* [What the task asks]:
Recast the records as a numbered list, starting at their beginning and ending at the line that contains "869], [688, 863]]", and omit any blank lines.

* [Data extract]:
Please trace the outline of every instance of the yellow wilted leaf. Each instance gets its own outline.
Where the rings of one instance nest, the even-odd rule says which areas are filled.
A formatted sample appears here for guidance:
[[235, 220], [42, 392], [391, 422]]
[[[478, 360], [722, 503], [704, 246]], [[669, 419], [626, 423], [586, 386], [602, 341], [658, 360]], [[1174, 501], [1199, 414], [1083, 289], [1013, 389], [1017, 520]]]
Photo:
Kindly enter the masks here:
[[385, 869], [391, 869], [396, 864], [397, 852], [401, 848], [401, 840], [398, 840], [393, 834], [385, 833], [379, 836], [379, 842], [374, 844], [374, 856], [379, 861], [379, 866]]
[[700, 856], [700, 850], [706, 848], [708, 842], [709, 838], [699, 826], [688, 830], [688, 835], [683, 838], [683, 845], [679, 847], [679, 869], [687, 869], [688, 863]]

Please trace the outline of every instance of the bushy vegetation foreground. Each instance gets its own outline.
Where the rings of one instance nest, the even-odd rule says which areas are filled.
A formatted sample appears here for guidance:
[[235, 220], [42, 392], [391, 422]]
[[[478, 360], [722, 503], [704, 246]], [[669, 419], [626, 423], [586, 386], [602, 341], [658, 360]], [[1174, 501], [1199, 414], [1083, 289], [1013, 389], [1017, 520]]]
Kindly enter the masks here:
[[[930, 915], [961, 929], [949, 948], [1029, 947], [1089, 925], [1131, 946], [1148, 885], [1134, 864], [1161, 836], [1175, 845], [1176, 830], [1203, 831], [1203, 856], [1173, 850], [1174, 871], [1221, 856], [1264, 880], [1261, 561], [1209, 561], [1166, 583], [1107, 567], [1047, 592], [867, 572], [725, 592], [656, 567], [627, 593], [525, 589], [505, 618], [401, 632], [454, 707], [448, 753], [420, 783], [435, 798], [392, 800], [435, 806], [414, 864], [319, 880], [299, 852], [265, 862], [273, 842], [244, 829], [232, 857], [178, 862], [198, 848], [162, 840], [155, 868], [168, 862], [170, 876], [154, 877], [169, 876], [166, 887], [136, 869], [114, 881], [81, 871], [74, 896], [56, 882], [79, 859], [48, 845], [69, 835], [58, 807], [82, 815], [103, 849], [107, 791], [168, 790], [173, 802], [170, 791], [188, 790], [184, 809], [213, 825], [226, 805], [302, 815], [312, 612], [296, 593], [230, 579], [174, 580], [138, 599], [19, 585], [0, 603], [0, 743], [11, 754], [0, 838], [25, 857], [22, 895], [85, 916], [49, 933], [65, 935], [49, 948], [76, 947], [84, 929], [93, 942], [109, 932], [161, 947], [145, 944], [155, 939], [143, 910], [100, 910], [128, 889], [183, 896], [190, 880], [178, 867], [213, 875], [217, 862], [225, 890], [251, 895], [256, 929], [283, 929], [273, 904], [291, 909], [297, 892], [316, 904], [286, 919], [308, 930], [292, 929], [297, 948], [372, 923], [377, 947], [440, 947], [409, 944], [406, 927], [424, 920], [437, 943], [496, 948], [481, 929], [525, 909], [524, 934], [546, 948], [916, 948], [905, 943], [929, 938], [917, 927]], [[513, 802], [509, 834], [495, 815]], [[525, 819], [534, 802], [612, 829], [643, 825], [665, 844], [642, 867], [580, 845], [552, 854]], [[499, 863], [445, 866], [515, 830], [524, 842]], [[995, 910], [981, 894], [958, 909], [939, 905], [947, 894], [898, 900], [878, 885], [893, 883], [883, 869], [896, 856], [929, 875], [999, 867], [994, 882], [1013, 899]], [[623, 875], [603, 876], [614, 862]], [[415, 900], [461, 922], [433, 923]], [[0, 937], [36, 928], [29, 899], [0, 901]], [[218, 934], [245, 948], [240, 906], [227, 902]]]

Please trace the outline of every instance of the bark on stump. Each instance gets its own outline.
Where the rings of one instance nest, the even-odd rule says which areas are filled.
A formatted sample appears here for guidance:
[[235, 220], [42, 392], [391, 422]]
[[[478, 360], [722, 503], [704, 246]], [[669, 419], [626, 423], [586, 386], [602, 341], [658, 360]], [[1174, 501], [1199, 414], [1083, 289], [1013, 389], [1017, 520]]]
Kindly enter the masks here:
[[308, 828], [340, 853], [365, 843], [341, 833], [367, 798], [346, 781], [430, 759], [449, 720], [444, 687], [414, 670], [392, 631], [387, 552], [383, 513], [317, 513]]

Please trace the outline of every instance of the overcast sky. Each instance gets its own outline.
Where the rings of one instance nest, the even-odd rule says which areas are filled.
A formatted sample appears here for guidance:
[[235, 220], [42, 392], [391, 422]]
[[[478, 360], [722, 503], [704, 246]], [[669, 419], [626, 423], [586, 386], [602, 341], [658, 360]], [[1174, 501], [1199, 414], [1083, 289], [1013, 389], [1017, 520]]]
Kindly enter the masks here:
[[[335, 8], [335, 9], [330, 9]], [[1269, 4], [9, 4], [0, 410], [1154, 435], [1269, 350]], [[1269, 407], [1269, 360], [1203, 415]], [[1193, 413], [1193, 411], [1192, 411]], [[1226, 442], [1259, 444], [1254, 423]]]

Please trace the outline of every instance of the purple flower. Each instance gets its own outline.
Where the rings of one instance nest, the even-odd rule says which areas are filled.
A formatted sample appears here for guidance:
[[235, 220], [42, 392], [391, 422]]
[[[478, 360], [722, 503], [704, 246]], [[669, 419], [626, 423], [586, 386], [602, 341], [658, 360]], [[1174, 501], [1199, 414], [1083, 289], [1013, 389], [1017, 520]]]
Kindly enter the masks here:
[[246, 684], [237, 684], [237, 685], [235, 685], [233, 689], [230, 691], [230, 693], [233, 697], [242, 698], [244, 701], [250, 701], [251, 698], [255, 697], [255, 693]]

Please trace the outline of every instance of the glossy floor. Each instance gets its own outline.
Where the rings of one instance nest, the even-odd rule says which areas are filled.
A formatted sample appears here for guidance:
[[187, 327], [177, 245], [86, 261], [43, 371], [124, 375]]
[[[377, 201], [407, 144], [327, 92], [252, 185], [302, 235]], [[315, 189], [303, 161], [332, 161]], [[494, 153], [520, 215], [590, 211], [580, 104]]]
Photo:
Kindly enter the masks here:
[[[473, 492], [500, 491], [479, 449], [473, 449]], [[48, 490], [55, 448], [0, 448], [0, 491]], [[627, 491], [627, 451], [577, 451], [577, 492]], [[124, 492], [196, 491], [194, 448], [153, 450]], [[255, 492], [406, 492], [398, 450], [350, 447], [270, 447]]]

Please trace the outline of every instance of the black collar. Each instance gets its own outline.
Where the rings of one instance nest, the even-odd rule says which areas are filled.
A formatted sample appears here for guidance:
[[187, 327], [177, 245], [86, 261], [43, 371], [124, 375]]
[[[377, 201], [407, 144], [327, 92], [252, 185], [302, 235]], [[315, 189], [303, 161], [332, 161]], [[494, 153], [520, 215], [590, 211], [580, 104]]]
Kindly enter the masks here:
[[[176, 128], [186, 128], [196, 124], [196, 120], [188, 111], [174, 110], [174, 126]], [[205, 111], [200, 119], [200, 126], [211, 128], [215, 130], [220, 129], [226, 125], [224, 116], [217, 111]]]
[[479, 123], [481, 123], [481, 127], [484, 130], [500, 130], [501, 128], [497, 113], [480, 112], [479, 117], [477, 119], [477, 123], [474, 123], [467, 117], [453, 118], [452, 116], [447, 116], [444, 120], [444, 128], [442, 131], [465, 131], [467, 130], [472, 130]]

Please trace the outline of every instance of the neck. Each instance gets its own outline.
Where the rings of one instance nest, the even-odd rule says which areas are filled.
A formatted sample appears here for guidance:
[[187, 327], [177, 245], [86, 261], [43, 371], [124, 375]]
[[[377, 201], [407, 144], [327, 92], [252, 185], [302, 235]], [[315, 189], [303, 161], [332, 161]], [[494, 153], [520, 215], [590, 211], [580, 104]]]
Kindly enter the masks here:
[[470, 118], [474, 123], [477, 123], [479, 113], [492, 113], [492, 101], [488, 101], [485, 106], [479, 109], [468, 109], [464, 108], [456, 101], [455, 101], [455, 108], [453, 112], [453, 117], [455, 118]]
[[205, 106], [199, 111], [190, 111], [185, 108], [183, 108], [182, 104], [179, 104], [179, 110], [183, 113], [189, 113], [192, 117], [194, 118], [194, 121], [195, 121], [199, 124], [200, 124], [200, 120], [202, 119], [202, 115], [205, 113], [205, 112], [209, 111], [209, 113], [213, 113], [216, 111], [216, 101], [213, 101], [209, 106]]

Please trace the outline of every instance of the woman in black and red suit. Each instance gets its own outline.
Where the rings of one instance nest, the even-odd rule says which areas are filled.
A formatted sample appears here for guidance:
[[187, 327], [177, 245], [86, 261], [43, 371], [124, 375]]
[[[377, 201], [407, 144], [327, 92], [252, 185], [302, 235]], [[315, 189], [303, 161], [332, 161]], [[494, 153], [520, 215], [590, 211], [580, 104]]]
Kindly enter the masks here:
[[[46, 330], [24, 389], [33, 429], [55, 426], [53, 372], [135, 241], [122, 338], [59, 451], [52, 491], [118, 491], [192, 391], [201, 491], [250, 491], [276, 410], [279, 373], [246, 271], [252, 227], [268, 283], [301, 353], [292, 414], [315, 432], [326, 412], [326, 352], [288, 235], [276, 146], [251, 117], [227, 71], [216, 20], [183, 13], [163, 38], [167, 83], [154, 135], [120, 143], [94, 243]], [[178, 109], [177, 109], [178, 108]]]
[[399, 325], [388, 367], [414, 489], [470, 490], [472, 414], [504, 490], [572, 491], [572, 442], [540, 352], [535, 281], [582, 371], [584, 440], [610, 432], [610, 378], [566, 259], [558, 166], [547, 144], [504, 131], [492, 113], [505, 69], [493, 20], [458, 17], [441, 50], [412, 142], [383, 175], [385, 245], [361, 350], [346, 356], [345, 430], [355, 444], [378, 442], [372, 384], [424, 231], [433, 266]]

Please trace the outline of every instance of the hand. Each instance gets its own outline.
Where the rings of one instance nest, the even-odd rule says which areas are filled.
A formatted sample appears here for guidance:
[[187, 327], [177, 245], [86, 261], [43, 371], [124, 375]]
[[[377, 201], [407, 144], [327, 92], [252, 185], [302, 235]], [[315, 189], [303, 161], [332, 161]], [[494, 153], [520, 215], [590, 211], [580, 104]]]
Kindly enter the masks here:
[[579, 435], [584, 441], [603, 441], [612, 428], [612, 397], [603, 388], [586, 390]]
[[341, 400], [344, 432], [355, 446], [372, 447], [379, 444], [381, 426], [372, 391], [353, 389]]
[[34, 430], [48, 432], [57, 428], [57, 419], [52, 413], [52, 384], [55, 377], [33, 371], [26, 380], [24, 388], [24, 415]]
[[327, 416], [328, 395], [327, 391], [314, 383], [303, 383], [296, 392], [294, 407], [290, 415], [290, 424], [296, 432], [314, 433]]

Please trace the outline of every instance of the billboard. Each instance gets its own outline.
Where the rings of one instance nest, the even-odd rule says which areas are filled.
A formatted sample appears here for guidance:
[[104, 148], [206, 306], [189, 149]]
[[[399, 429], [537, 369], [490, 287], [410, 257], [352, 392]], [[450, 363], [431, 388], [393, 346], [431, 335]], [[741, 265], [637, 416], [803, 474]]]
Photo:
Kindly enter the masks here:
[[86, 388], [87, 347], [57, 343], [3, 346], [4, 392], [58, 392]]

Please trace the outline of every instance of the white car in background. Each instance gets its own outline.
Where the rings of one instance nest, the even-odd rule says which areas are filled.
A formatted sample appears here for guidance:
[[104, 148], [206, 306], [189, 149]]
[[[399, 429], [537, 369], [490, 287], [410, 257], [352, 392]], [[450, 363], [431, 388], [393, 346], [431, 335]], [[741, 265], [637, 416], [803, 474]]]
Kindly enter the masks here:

* [The solution]:
1. Please trace the outline of every instance of the yellow wilted leaf. Each instance gets its own outline.
2. Where the rings of one instance nest, the even-odd rule says which areas are filled.
3. A formatted sample appears here for guidance:
4. [[235, 220], [42, 392], [391, 422]]
5. [[[478, 360], [722, 503], [704, 246]], [[669, 419], [626, 423], [586, 386], [602, 341], [658, 360]], [[1174, 501], [1199, 414], [1083, 289], [1013, 389], [1017, 520]]]
6. Photo:
7. Kindly enter the masks here:
8. [[385, 869], [391, 869], [396, 864], [397, 852], [401, 848], [401, 840], [398, 840], [393, 834], [385, 833], [379, 836], [379, 842], [374, 844], [374, 856], [379, 861], [379, 866]]
9. [[700, 856], [700, 850], [706, 848], [708, 842], [709, 838], [699, 826], [688, 830], [688, 835], [683, 838], [683, 845], [679, 847], [679, 869], [687, 869], [688, 863]]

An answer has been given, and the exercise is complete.